**WHAT IS EXPECTED:** Transcribe the records below exactly.

Extracted records:

────────────────────────────────────────

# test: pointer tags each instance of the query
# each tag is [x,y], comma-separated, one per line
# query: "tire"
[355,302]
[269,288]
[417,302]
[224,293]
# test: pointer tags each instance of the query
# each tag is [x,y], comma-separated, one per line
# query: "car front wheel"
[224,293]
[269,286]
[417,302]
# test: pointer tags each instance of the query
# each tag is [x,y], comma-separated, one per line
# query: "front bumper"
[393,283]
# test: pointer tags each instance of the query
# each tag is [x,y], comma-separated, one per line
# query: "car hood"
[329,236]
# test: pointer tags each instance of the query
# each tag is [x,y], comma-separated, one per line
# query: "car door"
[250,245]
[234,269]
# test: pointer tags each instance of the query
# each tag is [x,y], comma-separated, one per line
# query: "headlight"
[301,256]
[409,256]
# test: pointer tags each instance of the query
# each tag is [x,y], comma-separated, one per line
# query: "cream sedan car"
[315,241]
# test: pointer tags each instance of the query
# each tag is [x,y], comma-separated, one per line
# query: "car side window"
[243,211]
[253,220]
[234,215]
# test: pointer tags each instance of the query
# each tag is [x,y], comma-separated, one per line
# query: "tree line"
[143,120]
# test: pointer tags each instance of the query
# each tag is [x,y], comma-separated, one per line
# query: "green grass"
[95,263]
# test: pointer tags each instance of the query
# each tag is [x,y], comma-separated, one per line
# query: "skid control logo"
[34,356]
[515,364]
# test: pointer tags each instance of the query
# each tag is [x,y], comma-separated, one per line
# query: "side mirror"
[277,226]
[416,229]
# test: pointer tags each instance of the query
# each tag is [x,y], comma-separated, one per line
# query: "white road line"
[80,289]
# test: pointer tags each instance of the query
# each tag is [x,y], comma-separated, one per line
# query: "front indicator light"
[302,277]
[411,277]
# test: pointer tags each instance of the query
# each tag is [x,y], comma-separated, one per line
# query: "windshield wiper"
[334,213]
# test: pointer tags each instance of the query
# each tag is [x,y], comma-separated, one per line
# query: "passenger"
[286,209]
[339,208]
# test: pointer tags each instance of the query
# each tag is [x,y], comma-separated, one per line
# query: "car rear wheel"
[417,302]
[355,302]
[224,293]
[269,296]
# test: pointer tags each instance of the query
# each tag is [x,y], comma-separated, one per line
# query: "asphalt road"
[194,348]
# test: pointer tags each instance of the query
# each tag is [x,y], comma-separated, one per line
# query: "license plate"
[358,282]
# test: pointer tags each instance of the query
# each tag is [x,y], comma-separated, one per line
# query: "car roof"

────────────────────────────────────────

**THE REPLY:**
# test: pointer tags each instance of the query
# each tag is [x,y], comma-separated, one per line
# query: "tire"
[355,302]
[269,288]
[417,302]
[224,293]
# test: pointer tags each instance of the query
# each tag is [x,y], comma-separated, one per line
# query: "car front wheel"
[224,293]
[269,286]
[417,302]
# test: pointer tags each instance of the query
# each tag is [x,y], comma-separated, one per line
# query: "front bumper"
[393,283]
# test: pointer tags each instance of the query
# each tag is [x,y], comma-separated, one per line
# query: "car hood"
[329,236]
# test: pointer tags each instance of the query
# each tag is [x,y], comma-separated, one per line
# query: "car door"
[250,245]
[234,269]
# test: pointer tags each instance of the query
# each tag is [x,y], comma-separated, one per line
# query: "headlight"
[301,256]
[409,256]
# test: pointer tags each instance of the query
# each tag is [x,y], comma-separated, one per line
# query: "cream sedan car"
[315,241]
# test: pointer tags each instance of the query
# each tag is [x,y], comma-separated, one per line
# query: "car side window"
[243,211]
[253,220]
[234,215]
# test: pointer tags each instance of the query
# each tag is [x,y], comma-separated, one per line
# query: "tree line"
[143,120]
# test: pointer tags each instance of the query
# each tag is [x,y], comma-separated, one per line
# query: "green grass"
[95,263]
# test: pointer tags each instance of the query
# each tag is [x,y], comma-separated, one per line
# query: "skid control logo"
[34,356]
[515,364]
# test: pointer tags each instance of the query
# each tag is [x,y], comma-separated, one per line
# query: "side mirror"
[277,226]
[416,229]
# test: pointer tags each instance of the query
# each tag is [x,y], comma-separated, one per line
# query: "white road line"
[80,289]
# test: pointer tags each instance of the query
# each tag is [x,y], comma-separated, one per line
# query: "front indicator light"
[302,277]
[411,277]
# test: pointer tags each instance of the query
# each tag is [x,y], comma-separated, one per line
# query: "windshield wiper"
[334,213]
# test: pointer tags each instance of the query
# each tag is [x,y], comma-separated, one per line
# query: "passenger"
[286,209]
[339,208]
# test: pointer tags each instance of the query
# each tag is [x,y], comma-separated, one per line
# query: "car rear wheel"
[417,302]
[355,302]
[224,293]
[269,296]
# test: pointer tags each instance of the query
# each tag is [x,y], comma-separated, one per line
# query: "asphalt road"
[194,348]
# test: pointer tags each instance of the query
# each tag is [x,y], comma-separated, one per line
# query: "license plate"
[358,282]
# test: pointer tags each instance of the query
# each tag is [x,y], comma-separated, one per line
# query: "car roof"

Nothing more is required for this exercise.